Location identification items
** Begin **

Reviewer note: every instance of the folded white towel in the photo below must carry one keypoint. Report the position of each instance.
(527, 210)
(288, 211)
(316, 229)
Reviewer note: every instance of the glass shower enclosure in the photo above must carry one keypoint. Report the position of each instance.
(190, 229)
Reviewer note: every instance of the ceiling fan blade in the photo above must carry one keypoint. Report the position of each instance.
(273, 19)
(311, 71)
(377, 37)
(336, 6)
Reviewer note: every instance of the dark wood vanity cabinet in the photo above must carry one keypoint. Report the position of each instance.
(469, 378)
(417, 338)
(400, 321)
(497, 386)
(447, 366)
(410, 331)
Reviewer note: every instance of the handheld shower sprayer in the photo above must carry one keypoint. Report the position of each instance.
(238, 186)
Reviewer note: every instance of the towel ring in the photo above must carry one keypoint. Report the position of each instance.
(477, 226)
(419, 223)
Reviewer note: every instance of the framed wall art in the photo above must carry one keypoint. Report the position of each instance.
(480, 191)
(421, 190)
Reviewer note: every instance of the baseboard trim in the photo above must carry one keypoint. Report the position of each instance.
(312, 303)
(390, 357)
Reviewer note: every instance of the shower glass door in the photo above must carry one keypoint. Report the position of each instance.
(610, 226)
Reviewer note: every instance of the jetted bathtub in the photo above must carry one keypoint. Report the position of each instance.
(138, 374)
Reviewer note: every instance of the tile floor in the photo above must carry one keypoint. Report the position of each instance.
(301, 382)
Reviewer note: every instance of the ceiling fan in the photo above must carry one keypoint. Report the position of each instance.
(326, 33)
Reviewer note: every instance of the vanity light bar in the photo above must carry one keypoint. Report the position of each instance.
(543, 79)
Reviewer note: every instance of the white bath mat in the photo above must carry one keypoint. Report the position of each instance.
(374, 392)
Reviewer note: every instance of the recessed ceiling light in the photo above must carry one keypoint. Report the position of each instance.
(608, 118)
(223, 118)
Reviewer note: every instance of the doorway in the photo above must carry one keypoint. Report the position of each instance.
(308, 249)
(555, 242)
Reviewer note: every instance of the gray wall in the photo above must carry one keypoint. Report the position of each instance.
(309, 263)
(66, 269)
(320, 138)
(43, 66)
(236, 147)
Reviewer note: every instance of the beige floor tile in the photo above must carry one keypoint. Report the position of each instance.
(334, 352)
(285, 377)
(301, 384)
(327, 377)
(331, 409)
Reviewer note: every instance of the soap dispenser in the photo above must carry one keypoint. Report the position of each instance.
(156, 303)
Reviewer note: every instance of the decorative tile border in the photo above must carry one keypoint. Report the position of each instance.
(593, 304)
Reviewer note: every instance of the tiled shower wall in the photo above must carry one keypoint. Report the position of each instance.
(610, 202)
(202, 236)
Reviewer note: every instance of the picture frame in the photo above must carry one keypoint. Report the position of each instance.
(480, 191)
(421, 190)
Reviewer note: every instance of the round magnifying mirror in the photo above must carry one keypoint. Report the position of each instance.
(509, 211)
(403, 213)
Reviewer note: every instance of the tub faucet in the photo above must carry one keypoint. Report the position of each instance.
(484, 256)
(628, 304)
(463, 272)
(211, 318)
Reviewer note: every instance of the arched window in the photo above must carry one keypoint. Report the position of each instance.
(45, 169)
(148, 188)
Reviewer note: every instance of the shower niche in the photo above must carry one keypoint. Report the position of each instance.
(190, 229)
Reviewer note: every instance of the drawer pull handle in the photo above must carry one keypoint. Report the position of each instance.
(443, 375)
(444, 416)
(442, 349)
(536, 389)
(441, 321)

** End **
** Begin **

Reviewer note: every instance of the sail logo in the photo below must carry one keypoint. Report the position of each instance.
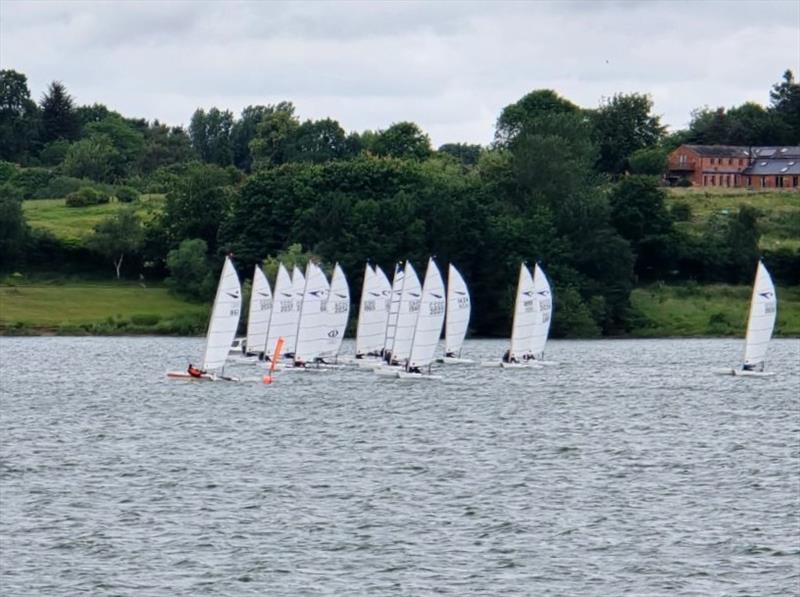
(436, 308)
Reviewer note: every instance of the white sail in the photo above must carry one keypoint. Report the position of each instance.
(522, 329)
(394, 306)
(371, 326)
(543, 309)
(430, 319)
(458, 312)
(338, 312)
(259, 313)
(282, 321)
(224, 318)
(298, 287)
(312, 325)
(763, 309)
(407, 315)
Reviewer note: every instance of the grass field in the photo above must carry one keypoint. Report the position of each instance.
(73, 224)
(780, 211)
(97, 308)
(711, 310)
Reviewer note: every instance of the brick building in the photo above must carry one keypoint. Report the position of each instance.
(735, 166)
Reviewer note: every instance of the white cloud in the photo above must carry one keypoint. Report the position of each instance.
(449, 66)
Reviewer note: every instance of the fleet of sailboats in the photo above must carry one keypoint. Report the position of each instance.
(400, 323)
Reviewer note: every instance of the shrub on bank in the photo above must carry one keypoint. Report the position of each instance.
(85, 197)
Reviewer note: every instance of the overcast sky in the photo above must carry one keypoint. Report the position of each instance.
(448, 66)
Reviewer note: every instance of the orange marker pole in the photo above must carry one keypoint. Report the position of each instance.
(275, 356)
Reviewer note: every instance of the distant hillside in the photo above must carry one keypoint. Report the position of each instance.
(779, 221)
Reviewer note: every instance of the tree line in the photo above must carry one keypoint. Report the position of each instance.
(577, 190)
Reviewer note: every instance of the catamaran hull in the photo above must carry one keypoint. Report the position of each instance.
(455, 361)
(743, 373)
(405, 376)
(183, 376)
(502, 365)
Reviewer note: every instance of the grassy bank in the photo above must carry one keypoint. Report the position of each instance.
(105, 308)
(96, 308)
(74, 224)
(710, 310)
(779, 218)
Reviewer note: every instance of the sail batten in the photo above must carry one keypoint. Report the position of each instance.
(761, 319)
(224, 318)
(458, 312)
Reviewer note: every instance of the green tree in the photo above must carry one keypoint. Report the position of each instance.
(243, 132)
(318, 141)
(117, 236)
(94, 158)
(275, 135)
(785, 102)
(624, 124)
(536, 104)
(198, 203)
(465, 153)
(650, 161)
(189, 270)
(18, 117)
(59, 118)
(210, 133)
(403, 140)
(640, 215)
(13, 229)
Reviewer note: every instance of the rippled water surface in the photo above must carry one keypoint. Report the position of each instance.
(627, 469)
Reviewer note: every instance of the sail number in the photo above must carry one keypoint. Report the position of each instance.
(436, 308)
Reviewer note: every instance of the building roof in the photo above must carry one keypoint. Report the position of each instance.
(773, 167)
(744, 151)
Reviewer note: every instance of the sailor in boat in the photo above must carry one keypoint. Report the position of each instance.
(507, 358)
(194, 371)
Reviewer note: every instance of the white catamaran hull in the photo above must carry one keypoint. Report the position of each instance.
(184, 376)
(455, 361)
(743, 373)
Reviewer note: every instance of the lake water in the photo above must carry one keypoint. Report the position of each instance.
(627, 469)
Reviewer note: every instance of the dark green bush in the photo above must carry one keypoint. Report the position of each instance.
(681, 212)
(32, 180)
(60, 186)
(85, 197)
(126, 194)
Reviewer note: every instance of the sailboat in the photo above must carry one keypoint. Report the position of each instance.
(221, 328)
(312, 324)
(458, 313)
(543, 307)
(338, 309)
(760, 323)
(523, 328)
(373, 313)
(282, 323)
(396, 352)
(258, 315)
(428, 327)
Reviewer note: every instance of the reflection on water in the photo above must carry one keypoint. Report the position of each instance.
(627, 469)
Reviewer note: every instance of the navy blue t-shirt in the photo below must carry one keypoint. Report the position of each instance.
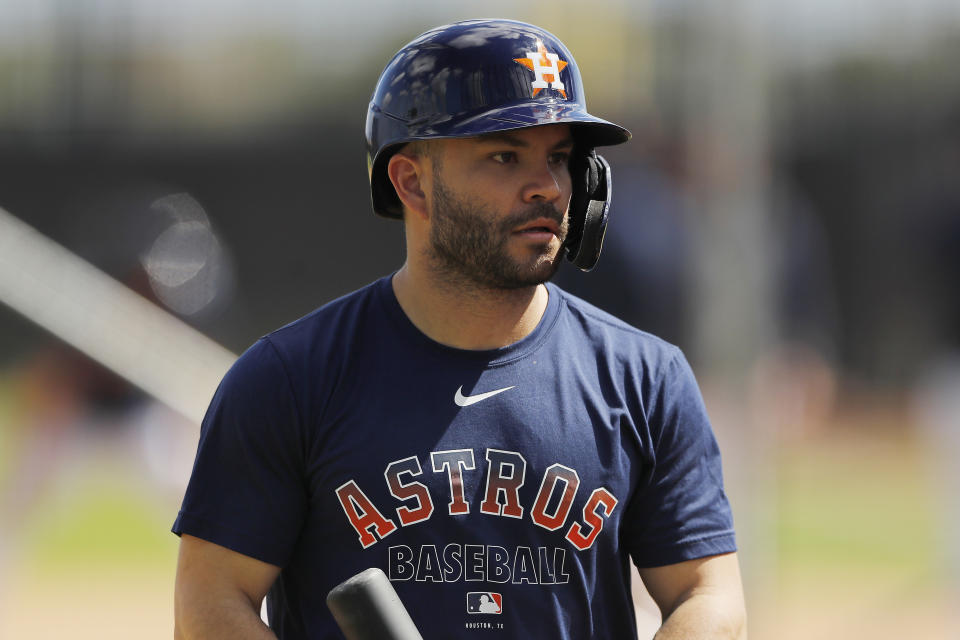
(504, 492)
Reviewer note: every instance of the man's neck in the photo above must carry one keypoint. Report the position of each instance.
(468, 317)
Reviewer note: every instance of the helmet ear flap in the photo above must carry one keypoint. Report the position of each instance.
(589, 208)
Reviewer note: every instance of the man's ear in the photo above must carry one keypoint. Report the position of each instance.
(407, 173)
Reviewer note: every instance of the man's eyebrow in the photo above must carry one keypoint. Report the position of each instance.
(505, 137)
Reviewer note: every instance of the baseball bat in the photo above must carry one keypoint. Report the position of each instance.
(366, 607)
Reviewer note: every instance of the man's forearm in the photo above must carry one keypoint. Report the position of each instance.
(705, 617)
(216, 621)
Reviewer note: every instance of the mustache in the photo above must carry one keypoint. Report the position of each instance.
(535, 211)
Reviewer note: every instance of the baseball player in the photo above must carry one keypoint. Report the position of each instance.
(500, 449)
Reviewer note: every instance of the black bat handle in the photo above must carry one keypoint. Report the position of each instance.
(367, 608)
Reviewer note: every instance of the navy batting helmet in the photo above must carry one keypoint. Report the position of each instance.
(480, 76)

** End **
** Begin **

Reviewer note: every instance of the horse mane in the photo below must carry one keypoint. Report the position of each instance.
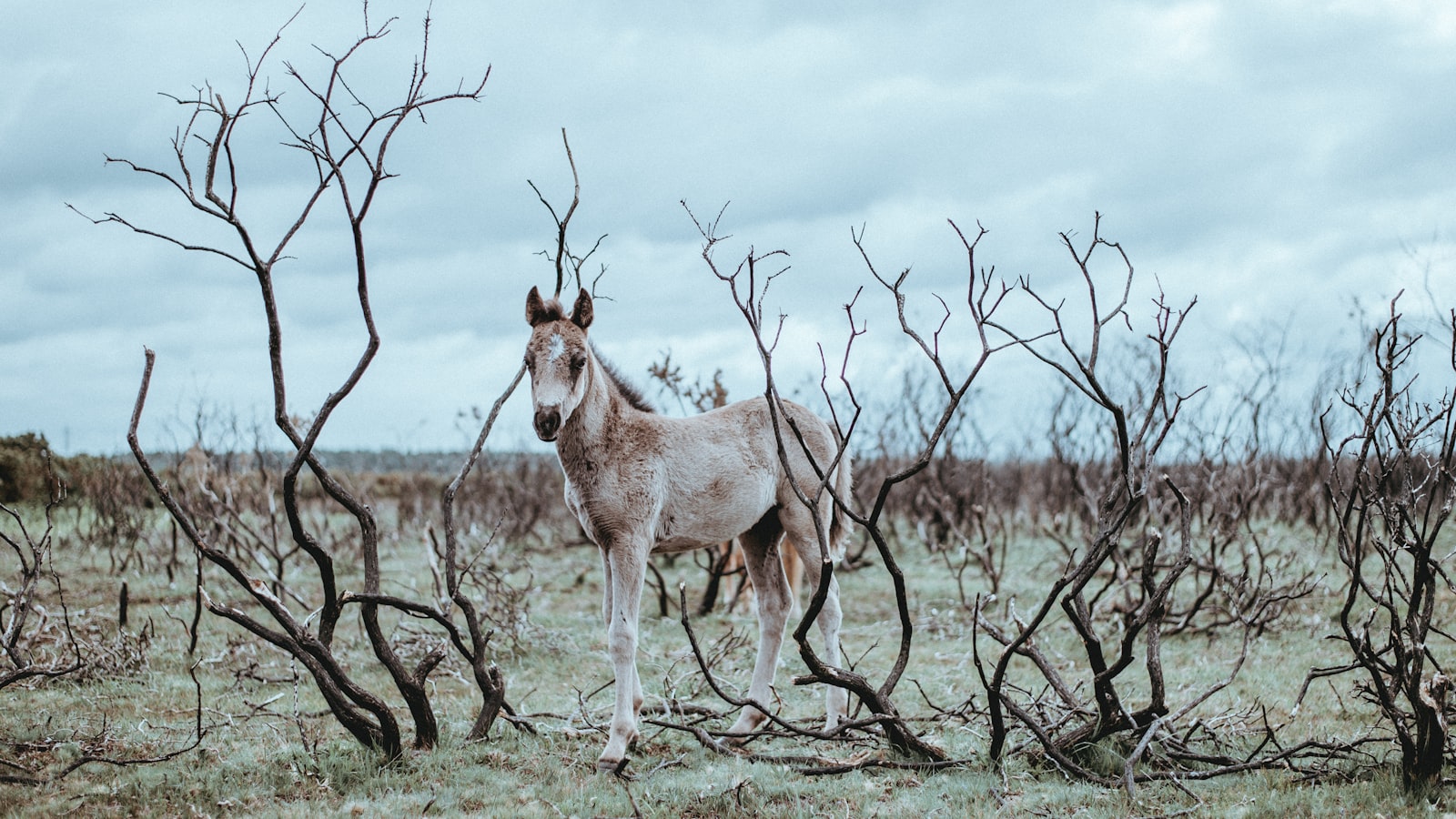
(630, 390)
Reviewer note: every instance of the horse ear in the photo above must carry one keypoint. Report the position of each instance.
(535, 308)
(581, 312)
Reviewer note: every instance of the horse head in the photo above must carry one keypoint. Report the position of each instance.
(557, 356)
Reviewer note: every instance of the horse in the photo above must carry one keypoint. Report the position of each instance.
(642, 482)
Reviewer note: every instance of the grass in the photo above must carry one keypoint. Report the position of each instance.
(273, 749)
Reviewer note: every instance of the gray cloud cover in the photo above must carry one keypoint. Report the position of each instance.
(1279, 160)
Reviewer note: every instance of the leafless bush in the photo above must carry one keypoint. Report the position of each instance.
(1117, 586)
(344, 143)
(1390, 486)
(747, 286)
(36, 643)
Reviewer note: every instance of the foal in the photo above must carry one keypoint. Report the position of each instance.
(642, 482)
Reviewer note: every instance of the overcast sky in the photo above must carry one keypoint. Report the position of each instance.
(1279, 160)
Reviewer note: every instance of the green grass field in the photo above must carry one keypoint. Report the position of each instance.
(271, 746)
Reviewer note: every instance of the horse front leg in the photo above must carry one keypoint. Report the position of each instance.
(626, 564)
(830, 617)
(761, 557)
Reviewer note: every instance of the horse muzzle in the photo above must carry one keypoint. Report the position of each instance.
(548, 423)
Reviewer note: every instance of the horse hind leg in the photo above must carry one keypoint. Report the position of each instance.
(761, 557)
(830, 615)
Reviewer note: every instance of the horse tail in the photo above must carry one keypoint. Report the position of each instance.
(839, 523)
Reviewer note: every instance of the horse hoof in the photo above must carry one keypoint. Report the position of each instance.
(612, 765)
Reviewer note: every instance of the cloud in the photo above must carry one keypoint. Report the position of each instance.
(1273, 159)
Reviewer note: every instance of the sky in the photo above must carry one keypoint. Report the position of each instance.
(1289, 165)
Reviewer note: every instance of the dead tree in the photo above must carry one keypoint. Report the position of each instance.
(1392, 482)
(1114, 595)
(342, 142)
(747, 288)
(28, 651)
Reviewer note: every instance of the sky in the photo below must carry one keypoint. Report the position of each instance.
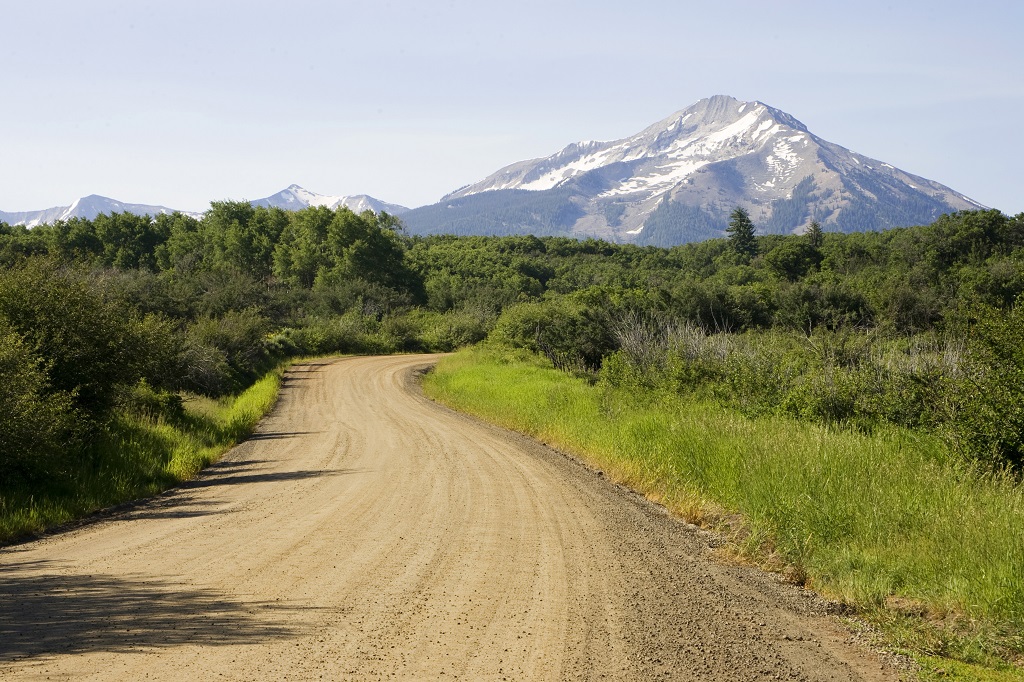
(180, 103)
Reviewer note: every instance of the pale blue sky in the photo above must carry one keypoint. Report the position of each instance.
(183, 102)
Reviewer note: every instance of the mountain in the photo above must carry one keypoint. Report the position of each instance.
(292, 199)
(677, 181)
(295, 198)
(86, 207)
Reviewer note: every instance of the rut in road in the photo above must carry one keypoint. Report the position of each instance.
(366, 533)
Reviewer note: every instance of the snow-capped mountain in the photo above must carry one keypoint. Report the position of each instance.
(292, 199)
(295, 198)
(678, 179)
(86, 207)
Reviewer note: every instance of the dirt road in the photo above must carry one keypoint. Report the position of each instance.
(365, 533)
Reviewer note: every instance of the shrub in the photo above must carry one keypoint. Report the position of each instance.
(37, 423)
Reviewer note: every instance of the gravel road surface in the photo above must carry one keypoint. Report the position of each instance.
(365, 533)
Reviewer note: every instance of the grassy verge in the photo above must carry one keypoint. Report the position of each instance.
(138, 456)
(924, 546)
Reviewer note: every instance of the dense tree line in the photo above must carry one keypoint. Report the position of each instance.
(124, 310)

** End **

[PROBLEM TO SOLVE] Which lines in the material above contain the string "wall"? Find them and copy each one in full, treating uppercase and lowercase letters as different.

[SOLUTION]
Reviewer note: every instance of the framed wall art in the photo above must carry one keypoint. Report the position of each instance.
Reviewer note: every instance of the gray wall in the photo above must carry one keypoint. Report the position of each instance.
Reviewer note: every instance of the tiled shower wall in the photo above must carry one keypoint. Report the position of each instance.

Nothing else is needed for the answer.